▶ Passage provided

Start of Block

As a francophile, I have traveled to France, and sampled, extensively, her varied and great regional cuisine. Recently, while in Clearwater with dear friends, we dined at Salt N Pepper, upon the recommendation of Trip Adviser. This is a real bistro in every sense; the menu is limited, and the food is fresh, and immediately prepared. The building itself is unassuming; its interior, however, is warm and charming.
We were greeted by Beth, whose comfortable personality made us feel as if we were dining in her home. Her husband, Jean-Claude is the chef. They are both from Antibes; its warmth accounts for the warmth of Salt N Pepper.
As an appetizer, I had escargots, delicately flavored with a basil sauce, served over home made puffed pastry. The escargots were succulent, and the pastry was feather-light. As a main, I had canard a l'orange. The duck, medium rare, was done to perfection. The sauce with this iconic dish can be ruined, too often, by a sauce which is treacly and too thick. However, Jean Claude produced a sauce which was light, delicate, with orange jest, finely julienned, and delicately sweetened. This was absolutely one of the finest examples of this dish I have had, in or out of France.
Everyone in our company reported that his or her meal was a chef-d'oeuvre. Masterpiece also describes the dessert which we all shared. We ordered a wonderful patisserie aux pommes, just one, to be shared between five of us. Well, we each,stoically, said, just one bite. This delicacy seduced us all. One bite led to another, and then another, and our diets were left in tatters.
Jean Claude came out to greet all diners that evening. He has a wonderful, embracing personality, We tried to convince him and Beth to close the Clearwater bistro, and reopen in our up state New York town of Ithaca. To the advantage of Clearwater, they declined.
If you are in Clearwater, run to Salt N Pepper. You will experience the finest French cuisine in or outside of France.

End of Block

▶ Actions to take
1 – Can you restate the paragraph of the Salt N Pepper review beginning "As an appetizer" as a short bulleted list that keeps its main facts?
2 – Which place names appear in the Salt N Pepper review? List every one.
3 – Answer these from the Salt N Pepper review:
(a) Who is the chef at Salt N Pepper?
(b) How many people shared the one patisserie aux pommes?
(c) On whose recommendation did the group dine there?
The rows that come next are separate material, unrelated to the Salt N Pepper review.

(Items listed in a dataset)
Start of Block

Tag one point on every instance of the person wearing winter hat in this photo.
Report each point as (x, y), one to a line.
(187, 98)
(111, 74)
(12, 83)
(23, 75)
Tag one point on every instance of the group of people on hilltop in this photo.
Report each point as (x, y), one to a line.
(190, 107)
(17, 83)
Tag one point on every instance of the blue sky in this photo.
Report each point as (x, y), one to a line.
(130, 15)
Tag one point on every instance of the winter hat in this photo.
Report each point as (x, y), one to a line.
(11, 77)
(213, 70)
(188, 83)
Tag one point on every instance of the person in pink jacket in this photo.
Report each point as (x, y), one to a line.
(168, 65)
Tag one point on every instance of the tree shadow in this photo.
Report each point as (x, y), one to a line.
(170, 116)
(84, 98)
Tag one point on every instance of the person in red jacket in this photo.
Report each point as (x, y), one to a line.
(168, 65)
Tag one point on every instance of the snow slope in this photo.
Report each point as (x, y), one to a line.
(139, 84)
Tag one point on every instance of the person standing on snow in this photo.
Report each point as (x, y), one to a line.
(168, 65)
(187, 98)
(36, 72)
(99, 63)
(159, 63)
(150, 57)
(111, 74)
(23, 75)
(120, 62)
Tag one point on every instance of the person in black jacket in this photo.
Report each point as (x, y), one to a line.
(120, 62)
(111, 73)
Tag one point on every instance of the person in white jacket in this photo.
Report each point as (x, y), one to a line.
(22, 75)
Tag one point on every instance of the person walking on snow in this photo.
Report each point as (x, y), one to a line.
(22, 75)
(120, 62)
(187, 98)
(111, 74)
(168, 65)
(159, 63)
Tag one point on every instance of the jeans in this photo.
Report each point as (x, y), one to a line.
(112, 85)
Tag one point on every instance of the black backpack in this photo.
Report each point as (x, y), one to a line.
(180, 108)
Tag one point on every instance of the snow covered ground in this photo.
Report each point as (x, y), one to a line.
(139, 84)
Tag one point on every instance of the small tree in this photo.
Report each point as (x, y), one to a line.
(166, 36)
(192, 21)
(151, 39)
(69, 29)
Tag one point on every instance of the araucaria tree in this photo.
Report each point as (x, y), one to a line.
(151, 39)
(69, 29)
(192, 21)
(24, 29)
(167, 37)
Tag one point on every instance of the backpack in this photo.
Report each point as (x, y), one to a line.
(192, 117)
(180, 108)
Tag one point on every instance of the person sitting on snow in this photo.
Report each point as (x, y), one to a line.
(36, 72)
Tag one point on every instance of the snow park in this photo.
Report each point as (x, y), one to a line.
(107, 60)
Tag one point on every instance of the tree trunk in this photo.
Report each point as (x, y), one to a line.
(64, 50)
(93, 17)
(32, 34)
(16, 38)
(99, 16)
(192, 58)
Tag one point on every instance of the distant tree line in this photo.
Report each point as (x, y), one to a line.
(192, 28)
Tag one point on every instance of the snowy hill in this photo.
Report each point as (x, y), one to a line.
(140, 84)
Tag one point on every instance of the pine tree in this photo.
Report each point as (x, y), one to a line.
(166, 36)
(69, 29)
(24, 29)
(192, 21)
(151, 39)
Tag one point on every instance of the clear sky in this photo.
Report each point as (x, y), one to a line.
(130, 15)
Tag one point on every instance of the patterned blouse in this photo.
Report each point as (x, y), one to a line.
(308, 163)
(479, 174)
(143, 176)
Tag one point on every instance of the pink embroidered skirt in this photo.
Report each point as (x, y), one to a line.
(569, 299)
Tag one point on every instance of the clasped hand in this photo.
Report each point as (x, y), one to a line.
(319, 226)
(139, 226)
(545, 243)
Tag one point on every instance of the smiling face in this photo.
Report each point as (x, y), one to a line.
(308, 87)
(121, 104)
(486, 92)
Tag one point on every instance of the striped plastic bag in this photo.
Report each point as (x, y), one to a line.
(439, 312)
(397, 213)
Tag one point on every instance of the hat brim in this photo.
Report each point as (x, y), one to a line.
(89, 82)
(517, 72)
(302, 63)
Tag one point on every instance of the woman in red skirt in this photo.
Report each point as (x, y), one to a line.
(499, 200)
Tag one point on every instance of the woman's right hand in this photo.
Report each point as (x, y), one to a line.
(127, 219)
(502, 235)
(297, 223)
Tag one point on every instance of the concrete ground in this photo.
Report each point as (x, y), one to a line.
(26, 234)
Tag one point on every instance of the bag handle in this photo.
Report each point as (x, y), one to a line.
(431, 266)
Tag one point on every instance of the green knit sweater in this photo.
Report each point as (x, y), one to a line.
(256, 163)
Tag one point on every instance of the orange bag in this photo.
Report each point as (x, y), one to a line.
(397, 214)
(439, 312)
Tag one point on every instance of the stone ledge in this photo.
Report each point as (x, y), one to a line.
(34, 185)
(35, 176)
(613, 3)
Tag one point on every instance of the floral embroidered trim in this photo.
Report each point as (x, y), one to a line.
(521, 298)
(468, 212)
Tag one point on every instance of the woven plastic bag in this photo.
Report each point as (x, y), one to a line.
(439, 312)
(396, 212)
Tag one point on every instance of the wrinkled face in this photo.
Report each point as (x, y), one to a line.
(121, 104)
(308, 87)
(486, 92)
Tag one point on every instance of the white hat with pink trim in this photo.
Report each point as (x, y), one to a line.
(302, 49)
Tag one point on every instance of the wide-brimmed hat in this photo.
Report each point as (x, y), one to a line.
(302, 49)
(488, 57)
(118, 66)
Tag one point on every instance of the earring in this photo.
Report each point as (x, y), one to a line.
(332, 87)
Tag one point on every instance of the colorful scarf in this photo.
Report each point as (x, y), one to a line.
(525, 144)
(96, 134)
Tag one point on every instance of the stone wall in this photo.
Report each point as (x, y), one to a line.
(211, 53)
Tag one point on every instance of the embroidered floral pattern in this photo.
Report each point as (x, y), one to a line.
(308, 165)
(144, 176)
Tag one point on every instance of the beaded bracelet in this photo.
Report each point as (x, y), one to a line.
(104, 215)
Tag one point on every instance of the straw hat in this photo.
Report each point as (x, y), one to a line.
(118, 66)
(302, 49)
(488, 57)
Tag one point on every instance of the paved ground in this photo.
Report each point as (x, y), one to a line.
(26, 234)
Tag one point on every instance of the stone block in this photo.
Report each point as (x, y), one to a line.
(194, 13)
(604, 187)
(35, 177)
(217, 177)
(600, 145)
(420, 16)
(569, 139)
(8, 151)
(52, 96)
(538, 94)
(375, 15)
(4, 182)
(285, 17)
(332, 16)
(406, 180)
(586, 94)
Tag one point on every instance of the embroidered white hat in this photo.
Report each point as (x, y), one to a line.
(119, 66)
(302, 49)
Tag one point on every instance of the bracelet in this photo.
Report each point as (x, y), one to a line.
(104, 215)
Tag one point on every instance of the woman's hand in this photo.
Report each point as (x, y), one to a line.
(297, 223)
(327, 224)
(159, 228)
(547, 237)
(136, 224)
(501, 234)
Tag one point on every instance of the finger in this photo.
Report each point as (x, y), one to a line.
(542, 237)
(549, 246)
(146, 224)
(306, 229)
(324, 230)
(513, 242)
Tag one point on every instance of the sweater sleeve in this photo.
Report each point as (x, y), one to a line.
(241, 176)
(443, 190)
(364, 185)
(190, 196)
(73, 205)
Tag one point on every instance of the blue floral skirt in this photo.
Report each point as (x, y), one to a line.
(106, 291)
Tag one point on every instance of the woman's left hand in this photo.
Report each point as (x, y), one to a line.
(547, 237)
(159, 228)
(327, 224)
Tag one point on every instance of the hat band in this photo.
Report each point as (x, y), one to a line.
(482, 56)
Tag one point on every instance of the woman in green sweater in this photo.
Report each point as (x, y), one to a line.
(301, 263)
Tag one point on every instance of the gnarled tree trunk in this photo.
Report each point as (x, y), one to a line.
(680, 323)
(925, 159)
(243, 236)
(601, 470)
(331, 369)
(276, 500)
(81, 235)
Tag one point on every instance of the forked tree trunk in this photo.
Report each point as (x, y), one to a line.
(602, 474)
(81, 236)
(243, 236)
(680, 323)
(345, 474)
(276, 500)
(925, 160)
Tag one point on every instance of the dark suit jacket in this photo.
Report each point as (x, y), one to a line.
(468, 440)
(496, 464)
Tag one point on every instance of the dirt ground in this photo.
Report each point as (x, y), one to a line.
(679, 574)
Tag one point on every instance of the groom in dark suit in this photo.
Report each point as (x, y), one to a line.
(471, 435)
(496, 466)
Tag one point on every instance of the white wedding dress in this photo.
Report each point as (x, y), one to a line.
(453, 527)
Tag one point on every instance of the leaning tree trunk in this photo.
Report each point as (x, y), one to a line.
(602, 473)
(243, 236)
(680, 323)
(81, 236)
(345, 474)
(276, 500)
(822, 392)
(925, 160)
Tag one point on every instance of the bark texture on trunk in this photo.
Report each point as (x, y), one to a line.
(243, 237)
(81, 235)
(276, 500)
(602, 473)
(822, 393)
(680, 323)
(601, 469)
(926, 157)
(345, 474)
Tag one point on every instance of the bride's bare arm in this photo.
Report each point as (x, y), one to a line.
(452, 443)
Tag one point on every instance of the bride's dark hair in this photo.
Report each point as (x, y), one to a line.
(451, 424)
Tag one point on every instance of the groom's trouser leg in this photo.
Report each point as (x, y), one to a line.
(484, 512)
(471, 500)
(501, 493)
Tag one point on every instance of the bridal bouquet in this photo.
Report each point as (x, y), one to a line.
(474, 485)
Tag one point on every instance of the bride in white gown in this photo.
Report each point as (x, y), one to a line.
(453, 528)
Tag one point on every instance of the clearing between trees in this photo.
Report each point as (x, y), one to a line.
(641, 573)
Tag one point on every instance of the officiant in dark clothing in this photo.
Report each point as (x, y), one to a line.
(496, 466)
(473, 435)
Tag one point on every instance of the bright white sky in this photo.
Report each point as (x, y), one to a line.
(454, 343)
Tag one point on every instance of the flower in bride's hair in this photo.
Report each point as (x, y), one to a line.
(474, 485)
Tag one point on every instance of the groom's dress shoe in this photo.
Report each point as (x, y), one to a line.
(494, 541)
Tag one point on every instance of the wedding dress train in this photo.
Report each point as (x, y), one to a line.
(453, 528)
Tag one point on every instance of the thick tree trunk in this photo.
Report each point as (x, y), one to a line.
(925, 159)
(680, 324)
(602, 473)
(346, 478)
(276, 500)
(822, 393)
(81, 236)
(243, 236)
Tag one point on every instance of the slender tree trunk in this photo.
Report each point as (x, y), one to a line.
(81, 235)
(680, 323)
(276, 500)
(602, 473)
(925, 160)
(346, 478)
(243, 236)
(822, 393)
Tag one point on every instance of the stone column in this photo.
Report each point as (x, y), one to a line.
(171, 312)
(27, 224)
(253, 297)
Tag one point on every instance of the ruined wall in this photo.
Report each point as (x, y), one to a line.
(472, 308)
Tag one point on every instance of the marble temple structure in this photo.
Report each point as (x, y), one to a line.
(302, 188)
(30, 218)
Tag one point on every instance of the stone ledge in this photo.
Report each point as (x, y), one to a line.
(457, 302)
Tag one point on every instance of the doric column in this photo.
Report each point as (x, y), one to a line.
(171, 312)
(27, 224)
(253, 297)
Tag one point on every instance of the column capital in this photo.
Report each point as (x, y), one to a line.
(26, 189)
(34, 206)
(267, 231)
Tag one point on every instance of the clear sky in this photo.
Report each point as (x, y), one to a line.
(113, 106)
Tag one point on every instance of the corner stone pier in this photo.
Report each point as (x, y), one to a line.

End of Block

▶ Answers to each task
1 –
- Appetizer: escargots in a delicate basil sauce over homemade puffed pastry. The escargots were succulent and the pastry feather-light.
- Main course: canard a l'orange, with the duck cooked medium rare to perfection.
- The sauce on this dish is too often ruined by being treacly and too thick. Jean Claude's was light and delicate, with finely julienned orange and gentle sweetening.
- The writer calls it one of the finest examples of the dish they have had, in or out of France.

2 –
- France
- Clearwater
- Antibes
- New York
- Ithaca

3 –
(a) Jean-Claude, Beth's husband
(b) Five
(c) Trip Adviser